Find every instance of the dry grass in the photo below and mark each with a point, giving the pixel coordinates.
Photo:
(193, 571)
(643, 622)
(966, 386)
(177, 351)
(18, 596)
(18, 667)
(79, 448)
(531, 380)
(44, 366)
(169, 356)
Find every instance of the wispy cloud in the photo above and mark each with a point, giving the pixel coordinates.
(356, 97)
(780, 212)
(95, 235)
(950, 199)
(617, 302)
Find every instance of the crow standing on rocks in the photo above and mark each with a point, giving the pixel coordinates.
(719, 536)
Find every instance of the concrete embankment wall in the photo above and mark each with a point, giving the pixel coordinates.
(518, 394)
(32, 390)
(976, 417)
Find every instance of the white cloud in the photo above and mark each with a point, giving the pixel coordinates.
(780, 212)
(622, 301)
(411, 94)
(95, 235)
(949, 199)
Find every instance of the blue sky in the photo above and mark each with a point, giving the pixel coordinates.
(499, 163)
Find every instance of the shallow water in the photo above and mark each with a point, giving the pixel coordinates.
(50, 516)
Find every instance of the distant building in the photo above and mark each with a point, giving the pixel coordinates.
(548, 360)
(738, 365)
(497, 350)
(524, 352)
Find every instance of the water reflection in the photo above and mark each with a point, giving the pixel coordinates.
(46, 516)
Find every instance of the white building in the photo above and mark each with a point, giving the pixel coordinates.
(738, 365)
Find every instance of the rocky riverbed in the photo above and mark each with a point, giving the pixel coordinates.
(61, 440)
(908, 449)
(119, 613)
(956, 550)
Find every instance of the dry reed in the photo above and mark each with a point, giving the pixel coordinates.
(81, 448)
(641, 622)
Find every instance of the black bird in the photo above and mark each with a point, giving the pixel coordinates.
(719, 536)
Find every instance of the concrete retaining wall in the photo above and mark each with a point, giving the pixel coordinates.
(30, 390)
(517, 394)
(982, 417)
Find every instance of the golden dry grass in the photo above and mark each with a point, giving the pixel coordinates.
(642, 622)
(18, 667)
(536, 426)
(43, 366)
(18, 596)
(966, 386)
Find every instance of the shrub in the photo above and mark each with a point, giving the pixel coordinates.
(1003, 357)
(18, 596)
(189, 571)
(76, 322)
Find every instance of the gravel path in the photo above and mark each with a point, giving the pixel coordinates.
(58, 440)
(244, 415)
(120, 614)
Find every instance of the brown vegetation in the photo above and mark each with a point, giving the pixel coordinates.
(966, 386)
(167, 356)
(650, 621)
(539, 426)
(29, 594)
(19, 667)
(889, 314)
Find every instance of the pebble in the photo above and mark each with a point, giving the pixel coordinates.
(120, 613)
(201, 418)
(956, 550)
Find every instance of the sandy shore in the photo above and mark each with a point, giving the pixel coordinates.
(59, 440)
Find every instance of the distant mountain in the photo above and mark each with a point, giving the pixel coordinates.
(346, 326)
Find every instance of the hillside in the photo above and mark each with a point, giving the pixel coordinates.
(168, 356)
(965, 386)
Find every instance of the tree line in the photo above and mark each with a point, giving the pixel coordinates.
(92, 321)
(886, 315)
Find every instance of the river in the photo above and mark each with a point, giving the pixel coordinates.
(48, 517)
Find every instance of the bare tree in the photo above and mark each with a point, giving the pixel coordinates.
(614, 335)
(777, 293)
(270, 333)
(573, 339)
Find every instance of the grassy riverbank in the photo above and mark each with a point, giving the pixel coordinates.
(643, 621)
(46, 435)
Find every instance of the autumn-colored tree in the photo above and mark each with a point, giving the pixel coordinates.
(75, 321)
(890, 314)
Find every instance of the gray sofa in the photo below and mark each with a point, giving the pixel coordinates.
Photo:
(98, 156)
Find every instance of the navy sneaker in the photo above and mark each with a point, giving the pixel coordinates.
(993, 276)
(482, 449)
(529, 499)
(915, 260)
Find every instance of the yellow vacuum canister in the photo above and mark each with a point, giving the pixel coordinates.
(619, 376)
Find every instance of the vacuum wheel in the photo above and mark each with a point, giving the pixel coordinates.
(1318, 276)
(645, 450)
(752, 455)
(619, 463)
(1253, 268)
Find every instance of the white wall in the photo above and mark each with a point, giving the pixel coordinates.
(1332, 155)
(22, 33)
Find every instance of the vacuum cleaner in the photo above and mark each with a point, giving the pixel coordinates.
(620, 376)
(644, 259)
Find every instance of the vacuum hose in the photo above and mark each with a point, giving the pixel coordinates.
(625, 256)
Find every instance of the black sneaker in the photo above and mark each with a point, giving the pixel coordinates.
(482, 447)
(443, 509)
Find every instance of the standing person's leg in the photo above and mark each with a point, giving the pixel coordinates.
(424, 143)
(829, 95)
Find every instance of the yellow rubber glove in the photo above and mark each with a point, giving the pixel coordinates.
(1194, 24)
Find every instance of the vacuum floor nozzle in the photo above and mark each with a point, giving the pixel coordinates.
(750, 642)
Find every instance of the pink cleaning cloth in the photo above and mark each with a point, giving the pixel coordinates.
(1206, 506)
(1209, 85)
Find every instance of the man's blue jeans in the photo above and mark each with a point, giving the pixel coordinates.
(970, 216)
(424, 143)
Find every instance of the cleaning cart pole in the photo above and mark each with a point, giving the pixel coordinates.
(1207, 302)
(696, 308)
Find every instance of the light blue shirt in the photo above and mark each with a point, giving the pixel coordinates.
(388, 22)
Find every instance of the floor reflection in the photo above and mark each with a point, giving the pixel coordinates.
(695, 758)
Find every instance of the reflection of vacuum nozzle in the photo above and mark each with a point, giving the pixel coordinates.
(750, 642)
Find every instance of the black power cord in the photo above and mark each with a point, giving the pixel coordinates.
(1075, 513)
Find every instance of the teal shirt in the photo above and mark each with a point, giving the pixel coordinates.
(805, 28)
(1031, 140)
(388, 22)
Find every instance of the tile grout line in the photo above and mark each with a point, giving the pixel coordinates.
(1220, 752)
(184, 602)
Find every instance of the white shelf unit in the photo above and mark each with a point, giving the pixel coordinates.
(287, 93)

----

▶ **What you should do**
Repeat the material from above exactly, word for word.

▶ **Result of this task**
Find every instance of the dry grass in the photo below and mark each with a point, giving the pixel coordinates.
Photo:
(193, 571)
(643, 622)
(966, 386)
(177, 351)
(18, 596)
(18, 667)
(79, 448)
(531, 380)
(44, 366)
(169, 356)
Find every instance of the wispy cloud in the photo above and mark each with a point, giving the pixel coordinates.
(356, 97)
(780, 212)
(95, 235)
(950, 199)
(617, 302)
Find every instance of the crow standing on rocks in the photo above and mark each with a point, giving the pixel coordinates.
(719, 536)
Find every instance of the concrete embankment wall in the photo above and mark each with a point, giving the pixel coordinates.
(518, 394)
(32, 390)
(976, 417)
Find every instance of the white cloud in the photo above and mark each with a point, giving the pixel coordinates.
(780, 212)
(622, 301)
(411, 94)
(95, 235)
(949, 199)
Find every instance of the blue sky in the photo above and mark each with a point, giving the pixel coordinates.
(499, 163)
Find every instance of the shallow water in the photo above and mark each with a point, giving the pixel coordinates.
(50, 516)
Find every instance of the distant building in the photo above and mark each with a point, giving the pixel coordinates.
(548, 360)
(738, 365)
(497, 350)
(524, 352)
Find every instance of the water reflection in the photo above and mark each with a point, giving the pixel coordinates.
(46, 516)
Find every instance of the white building in the photo above and mark each with a point, giving the pixel coordinates.
(738, 365)
Find every instance of the rocky riverbed in the photo above and mark each with a point, giving the pixel coordinates.
(61, 440)
(908, 449)
(119, 613)
(956, 550)
Find every instance of the dry reed in the photo above and mark each with a point, giving the pixel coordinates.
(81, 448)
(641, 622)
Find every instance of the black bird in the photo above and mark each with a point, giving the pixel coordinates.
(719, 536)
Find every instance of the concrete retaining wall in the photo above and mark each with a point, giving the pixel coordinates.
(30, 390)
(517, 394)
(982, 417)
Find every instance of the golden dry grass in the photo above and mark each with a point, giving the pixel coordinates.
(642, 622)
(18, 667)
(536, 426)
(43, 366)
(18, 596)
(966, 386)
Find every instance of the shrub in the photo above and mark each with a point, giving the pixel coordinates.
(1003, 357)
(18, 596)
(189, 571)
(76, 322)
Find every instance of the gravel path in the photo above and mark each with a point, giving the pixel coordinates.
(58, 440)
(244, 415)
(120, 614)
Find every instance of the brown vegetation in the photo above and mark each with a point, giving the pixel coordinates.
(966, 386)
(167, 356)
(650, 621)
(539, 426)
(29, 594)
(19, 667)
(889, 314)
Find every instance of the pebble in the photo above and mark each with a point, giving the pixel coordinates.
(120, 613)
(201, 418)
(956, 550)
Find every instance of the sandy shore in the photo above and mark each with a point, giving the pixel coordinates.
(59, 440)
Find every instance of the distant mountain in the photo above and mark each with a point, giving the pixel coordinates.
(346, 326)
Find every instance of the hillside in the photo above and mark each with a point, giving the pixel coordinates.
(168, 356)
(965, 386)
Find every instance of the tree line in the photo above and mark each with a point, giving the pixel coordinates.
(92, 321)
(886, 315)
Find every instance of the river in the photo above and mark each with a point, giving the pixel coordinates.
(48, 517)
Find every instance of the bare tree in the photo above and mark each with a point, giving the pixel coordinates.
(614, 335)
(777, 293)
(270, 333)
(573, 339)
Find every instance of the grassy riverbank in the photo above and mark each with a point, giving the pixel coordinates.
(643, 621)
(46, 435)
Find every instance of the autumn-colored tree in the photo above and mark each with a point, giving the pixel coordinates.
(75, 321)
(890, 314)
Find every instance of the gray sofa in the photo below and mark each with a point, giving the pixel coordinates.
Photo:
(98, 156)
Find every instance of the navy sneaker in the photo above and mark each with a point, giving the pixel coordinates.
(993, 276)
(482, 449)
(529, 499)
(915, 260)
Find every instance of the yellow vacuum canister in the photo above and mark each with a point, giving the pixel coordinates.
(619, 376)
Find every instance of the vacuum wheel in the photo above and mark each with a point, giving the pixel coordinates.
(1318, 276)
(645, 450)
(752, 455)
(619, 463)
(1253, 268)
Find every instance of the white wall in the photo above and mark each with a point, giving the pixel coordinates.
(1332, 155)
(22, 33)
Find every instance of the vacuum cleaner in the photo above and mark each with a point, giving the pixel coordinates.
(620, 376)
(644, 259)
Find every instance of the vacuum hose in the photo above and mark each with a point, giving the pixel coordinates.
(625, 256)
Find every instance of the black sneaker in the photo above and mark each with a point, giving the pixel coordinates.
(482, 447)
(443, 509)
Find every instance of the standing person's leg in the photo above and mark each with a point, giving the pixel coordinates.
(424, 143)
(829, 95)
Find every instance of the yellow rubber glove in the photo above and mark each with a point, giving the pixel coordinates.
(1194, 24)
Find every instance of the vacuum floor nozzle in the photo above and mark each with a point, giving the pixel coordinates.
(750, 642)
Find every instance of the pink cleaning cloth in the photo above and mark each with a point, giving the pixel coordinates.
(1206, 506)
(1209, 85)
Find every instance of the man's blue jeans in the photo above and mark each with a point, giving the pixel coordinates.
(970, 216)
(424, 143)
Find every instance of the cleaning cart pole in the photo above and mark each with a point, giving the pixel coordinates.
(1207, 302)
(696, 308)
Find every instance of the light blue shirt in the photo above and mark each with a point, giving the pixel coordinates.
(388, 22)
Find every instance of the floor reflection in the photo above and mark each with a point, giving the pixel coordinates.
(695, 758)
Find every instance of the reflection of vacuum nozzle in the photo above and mark each with a point, giving the pixel coordinates.
(750, 642)
Find every instance of the black power cord in the photo above and mark each with a point, giving the pixel coordinates.
(1075, 513)
Find every instance of the teal shirt in the photo above and mark each with a point, giving the pixel coordinates.
(805, 28)
(1031, 140)
(388, 22)
Find every instance of the tile grout line in the photo above and mark each with a point, giving the pixel coordinates.
(1220, 752)
(184, 602)
Find every instance of the white shelf unit in the photo above and mark each with a point, giving the pixel coordinates.
(287, 93)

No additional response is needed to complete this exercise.